Instructions for the task:
Leave out the pictures and output the data verbatim.

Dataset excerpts
-.-.-

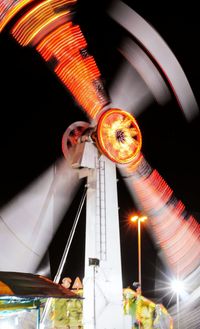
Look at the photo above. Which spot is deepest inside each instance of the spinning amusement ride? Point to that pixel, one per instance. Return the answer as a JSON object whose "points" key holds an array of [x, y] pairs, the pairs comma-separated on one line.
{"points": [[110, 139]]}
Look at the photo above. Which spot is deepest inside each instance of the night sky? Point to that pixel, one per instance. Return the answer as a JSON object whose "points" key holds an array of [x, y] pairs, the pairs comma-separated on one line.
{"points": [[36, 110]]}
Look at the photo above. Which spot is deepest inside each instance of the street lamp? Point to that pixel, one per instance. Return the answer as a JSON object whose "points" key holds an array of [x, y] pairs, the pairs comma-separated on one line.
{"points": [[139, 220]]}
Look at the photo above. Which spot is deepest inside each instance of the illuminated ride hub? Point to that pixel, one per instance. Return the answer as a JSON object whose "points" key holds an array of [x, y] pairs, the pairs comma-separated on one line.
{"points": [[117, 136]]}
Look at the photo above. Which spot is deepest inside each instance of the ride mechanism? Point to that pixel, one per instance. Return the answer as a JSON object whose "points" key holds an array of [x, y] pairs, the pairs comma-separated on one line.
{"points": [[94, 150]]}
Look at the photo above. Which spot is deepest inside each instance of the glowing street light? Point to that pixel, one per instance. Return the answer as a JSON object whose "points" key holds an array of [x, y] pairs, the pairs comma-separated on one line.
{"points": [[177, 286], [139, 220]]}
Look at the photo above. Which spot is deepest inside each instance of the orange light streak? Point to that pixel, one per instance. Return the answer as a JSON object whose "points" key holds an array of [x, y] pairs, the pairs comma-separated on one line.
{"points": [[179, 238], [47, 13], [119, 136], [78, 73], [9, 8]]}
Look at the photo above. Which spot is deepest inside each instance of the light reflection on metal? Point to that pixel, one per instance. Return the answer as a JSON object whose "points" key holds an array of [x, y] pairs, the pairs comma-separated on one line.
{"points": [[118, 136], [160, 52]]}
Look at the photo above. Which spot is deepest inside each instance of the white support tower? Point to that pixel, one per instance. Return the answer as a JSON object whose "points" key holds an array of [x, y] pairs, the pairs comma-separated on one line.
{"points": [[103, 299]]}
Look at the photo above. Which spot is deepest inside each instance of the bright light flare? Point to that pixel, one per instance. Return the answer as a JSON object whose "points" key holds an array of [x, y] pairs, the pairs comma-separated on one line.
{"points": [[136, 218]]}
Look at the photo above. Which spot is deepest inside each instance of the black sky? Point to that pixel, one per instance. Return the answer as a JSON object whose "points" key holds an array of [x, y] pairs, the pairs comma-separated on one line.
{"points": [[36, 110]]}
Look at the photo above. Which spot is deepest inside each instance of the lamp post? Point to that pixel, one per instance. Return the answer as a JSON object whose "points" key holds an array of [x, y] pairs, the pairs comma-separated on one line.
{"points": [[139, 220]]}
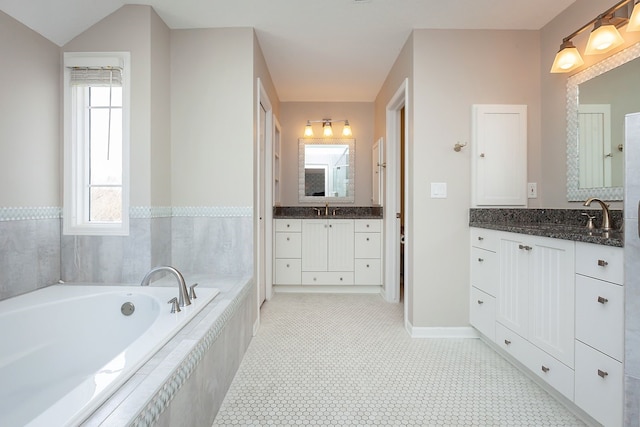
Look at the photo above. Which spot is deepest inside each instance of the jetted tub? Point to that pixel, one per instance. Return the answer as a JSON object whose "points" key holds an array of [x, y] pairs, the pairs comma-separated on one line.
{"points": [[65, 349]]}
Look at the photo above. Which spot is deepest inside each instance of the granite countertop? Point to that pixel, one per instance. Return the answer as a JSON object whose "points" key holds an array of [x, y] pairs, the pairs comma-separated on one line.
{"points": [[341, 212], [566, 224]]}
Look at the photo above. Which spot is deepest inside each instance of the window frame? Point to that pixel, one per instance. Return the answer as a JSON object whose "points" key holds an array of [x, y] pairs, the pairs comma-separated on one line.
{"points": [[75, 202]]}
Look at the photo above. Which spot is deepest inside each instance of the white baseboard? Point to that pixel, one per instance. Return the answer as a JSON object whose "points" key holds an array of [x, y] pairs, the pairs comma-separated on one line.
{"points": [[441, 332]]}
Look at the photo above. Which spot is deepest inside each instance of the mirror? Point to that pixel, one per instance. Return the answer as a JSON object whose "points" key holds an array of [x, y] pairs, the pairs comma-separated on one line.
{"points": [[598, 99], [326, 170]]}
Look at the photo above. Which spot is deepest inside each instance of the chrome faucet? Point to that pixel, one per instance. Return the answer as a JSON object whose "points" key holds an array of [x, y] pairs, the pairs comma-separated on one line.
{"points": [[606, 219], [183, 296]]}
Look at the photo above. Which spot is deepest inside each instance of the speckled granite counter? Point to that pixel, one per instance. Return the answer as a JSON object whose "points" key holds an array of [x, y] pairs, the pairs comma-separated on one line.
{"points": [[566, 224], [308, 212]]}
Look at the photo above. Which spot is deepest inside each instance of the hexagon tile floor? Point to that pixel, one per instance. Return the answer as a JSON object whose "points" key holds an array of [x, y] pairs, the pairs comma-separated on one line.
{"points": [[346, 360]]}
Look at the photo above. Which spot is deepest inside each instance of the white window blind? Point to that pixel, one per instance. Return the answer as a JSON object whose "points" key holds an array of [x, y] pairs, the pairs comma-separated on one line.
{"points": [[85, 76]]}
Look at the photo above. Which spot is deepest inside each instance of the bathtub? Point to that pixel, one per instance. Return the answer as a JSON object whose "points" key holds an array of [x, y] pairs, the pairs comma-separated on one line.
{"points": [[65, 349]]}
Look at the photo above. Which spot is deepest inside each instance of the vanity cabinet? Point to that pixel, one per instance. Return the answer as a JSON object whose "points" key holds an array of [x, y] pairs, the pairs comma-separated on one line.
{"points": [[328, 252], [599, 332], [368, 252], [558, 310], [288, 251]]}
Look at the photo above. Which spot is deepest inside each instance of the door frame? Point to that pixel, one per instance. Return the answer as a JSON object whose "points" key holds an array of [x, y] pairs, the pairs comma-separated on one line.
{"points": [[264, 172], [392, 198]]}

-.-.-

Response to the exercise:
Look at the photo above. Which spot is deepest inside each instance of the spinning amusement ride? Point to that pixel, one per instance. Return the answer as a JSON object whose "points" key holds an array of [x, y] pairs, the pairs comma-separated on one line.
{"points": [[110, 139]]}
Look at the photo above. Which spot is deepest inside each instance of the night sky? Point to that pixel, one per instance. Return the answer as a JSON object whose "points" key holds an array of [x, y] pairs, the pairs comma-separated on one line.
{"points": [[36, 110]]}
Look at the photo above. Which spot is deepest inside each instance of the street lamp? Point to that pixel, one per instance. Return the answer as a JSON object whose "points" key holds an array of [x, y] pairs, the pairs comma-separated on one line.
{"points": [[139, 220]]}
Look at the photo above. Which spot is deepest inside each instance of the illuminated ride hub? Point to that pixel, one per instance. Return the answer as a JSON object whose "points" key holds an array of [x, y] pairs, the pairs comma-separated on one line.
{"points": [[117, 136]]}
Look at the photo above. Which spot is deepest inside each instance of the ride mechanism? Point to that pixel, one per instance. Return the answer as a JSON object whose "points" key holds an array of [x, y] pairs, the pairs comma-separated on one line.
{"points": [[94, 150]]}
Look at the photo above. Which spot is deepest inside each instance of the glowing street light? Point to that pixel, one per instance. Return the answer as a JSON object whose "points" key holds an array of [x, y] pairs, the pairs comma-separated on one line.
{"points": [[177, 286], [139, 220]]}
Look at the photo above. Which spot is deepest inside each instance of the orange light streak? Point to that pixel, one per instance. Return the answer as a JSON object whose "points" key holds an array of [x, y] pairs, the pairs comma-separated on one line.
{"points": [[179, 238], [47, 13], [119, 136], [78, 73], [9, 8]]}
Look at the photo above. Which spot is deepest inside each instance of the light reflection on metal? Point to that pixel, one per instance. Return the answer as a JSON object whose "points" key holds an array of [x, y] pairs, the pairs comma-separated on one line.
{"points": [[118, 136], [160, 52]]}
Look at the photo above. Which spot is deepest inside each instance of the white support tower? Point to that pixel, one per instance. Return the answer as a JSON object whose "points" key holds an array of [x, y] pairs, the pairs comma-separated on one line.
{"points": [[103, 299]]}
Look at the photo above. Which spot is deepest inside each instance of the bright light flare? Point to that pixel, one per instance. Return the answer as a JSON object whose "points" key holds an array of [x, y] pairs, the pairs comma-separated on one line.
{"points": [[136, 218]]}
Look at the photo above. Which spot is deepest inside each instance of the black sky? Point to that pixel, one per instance. Return the answer as a JSON object whose "points" key holds an array of [x, y] pairs, the pairs comma-separated on one line.
{"points": [[36, 110]]}
Look at the photo above. Which spot is deepest inside each instance of the lamp post? Point to that pixel, one per instance. Return the answer as a JSON object whose "points" key holds an array of [x, y] pairs, the pairs comma-separated on one line.
{"points": [[139, 220]]}
Look at the photo above. Which spot is deepest inside each instance of the jetted tub? Point to that pixel, one per instance. Return the answer as a JSON object whose "points" key holds an array of [x, y] pairs, the pairs comma-separated on one line.
{"points": [[65, 349]]}
Look at the photo above. Which spot is deepest inside each instance of the granite countertop? Point to that pixel, one per instance. Return the answer as a JSON object whose "points" key holds an array of [x, y] pairs, the pairs comma-separated on one line.
{"points": [[341, 212], [566, 224]]}
Look at the photo above. Which spot is deepest inside each instance of the window frame? Point to that pixel, one per instance. Return the answer as a JSON object whose "points" key holds an array of [x, y] pairs, the pairs comma-separated on one line.
{"points": [[75, 202]]}
Look at the photo above. Which spot is deepest inside each instance of the white baseboard? Point to that pixel, one per instance. Return the answer as a JSON object whose "points" key holds an array of [x, y] pairs, the pairs comma-separated on one line.
{"points": [[441, 332]]}
Look at the photo above. Which spot is deepest inside each instance of the mirror? Point to that pixel, one per instance. Return the answer as a JSON object whose "points" key holds an array of [x, y] pairs, the pairs comma-separated on one line.
{"points": [[598, 99], [326, 170]]}
Look at the photo above. Which spot is deepest inside each instance of the chrome faucet? Point to that pixel, one per instance. Return the answer as a JSON object whose "points" key holds an array of [x, y] pairs, the pairs comma-separated on one line.
{"points": [[606, 219], [183, 296]]}
Look at the photo above. Which spot is deepest inside each instance of the speckled granite counter? Point to that pixel, one per instance. Return the answer as a JSON object whose "points" key holds an array of [x, y] pairs, the pairs comma-separated on one line.
{"points": [[566, 224], [308, 212]]}
Look at the photo above. Which spot is deepest inside each instance of the hexagon tile floor? Point to that pixel, one per instance. Return the answer as a JSON object whose "points" key holds an array of [x, y] pairs, the pairs comma-separated on one line.
{"points": [[346, 360]]}
Look at the photo above. Which spot is deepest inside each instance of the white window blind? Point to that pixel, one per instance. Return the answer as a JSON object whose "points" key holds an array of [x, y] pairs, the pairs comma-separated on one line.
{"points": [[85, 76]]}
Look at the photo above. Which spot is deepest inside each instance of the bathtub? Point to that pixel, one per instance. Return the answer as a JSON object whose "points" key holds an array of [x, y] pairs, the pairs comma-separated on one line.
{"points": [[65, 349]]}
Look at the photo above. Which spot is deepest inside each instance of the vanity cabinet? Point to that pixel, one per instance. Return the answer as a JSON object whose "points" key holds an array of [x, y] pairs, the pairs comma-separated on one line.
{"points": [[328, 252], [599, 332], [368, 252], [558, 310], [288, 251]]}
Look at the photo above. Which spot is deepest inside each instance of the door frame? Point to that pixel, one per instance. Return the answer as a JSON object whose "points" key holds an array of [x, y] pairs, the pairs comma-separated on one line.
{"points": [[264, 172], [392, 198]]}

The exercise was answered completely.